Please pull out every line of the data below that contains the word "window". Case counts, so a line qualifies only when its letters match in upper and lower case.

>> START Exercise materials

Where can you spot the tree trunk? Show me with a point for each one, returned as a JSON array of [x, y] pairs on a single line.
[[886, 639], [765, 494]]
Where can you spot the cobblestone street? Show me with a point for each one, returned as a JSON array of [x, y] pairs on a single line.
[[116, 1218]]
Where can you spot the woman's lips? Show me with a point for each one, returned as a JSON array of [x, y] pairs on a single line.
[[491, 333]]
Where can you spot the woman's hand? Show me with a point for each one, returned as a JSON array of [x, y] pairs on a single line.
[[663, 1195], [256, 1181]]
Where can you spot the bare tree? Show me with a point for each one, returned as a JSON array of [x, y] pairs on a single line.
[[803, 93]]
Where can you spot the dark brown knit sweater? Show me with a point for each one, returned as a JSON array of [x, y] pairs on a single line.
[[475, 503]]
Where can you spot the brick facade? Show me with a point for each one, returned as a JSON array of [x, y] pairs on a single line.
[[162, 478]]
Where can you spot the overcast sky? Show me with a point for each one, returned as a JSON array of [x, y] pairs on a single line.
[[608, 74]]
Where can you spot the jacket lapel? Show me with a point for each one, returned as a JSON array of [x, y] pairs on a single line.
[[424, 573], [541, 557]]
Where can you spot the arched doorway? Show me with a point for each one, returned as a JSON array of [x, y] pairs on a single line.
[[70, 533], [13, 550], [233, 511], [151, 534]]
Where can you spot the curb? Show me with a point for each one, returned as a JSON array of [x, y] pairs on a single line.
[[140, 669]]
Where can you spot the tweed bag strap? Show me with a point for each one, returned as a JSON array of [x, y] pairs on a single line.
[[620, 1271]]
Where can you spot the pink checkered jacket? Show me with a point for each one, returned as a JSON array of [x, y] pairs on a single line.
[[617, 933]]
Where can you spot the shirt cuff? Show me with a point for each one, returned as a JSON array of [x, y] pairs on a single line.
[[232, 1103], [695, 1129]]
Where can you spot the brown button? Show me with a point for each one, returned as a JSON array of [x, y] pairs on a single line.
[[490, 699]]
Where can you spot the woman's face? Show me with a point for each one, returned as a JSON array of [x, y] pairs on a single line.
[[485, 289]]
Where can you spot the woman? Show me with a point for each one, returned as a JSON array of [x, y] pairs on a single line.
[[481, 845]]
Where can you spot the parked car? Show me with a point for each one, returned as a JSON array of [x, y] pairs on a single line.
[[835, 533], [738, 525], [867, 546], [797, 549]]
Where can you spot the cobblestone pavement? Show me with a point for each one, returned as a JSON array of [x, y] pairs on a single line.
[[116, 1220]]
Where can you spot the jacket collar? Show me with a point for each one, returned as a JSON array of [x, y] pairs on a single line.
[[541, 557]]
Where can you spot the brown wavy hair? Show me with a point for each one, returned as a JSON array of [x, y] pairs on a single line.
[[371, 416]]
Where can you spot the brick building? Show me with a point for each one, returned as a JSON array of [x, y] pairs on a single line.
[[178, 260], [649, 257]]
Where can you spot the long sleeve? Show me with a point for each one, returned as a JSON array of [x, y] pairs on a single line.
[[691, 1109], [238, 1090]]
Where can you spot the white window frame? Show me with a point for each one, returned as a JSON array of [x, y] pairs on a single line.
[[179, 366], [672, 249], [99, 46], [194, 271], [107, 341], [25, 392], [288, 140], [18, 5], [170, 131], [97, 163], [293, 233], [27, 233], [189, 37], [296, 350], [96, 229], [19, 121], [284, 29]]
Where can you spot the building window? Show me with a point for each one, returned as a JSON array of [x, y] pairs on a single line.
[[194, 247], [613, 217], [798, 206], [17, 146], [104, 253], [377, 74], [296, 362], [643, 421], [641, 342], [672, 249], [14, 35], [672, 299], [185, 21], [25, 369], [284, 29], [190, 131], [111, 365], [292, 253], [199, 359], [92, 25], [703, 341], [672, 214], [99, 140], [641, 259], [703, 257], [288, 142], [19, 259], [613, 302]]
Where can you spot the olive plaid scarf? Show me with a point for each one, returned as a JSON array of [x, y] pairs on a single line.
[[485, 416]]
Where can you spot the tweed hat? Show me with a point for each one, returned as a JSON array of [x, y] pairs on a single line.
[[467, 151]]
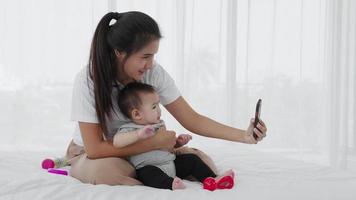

>> END Exercise materials

* _Response to this task_:
Where can you spot the white window frame? Show me with a point for each one, returned as a JSON array of [x, y] pairs on a single line.
Where can you spot the building window? Show me with a point for each one, returned as a JSON array of [x, y] pairs on a single line.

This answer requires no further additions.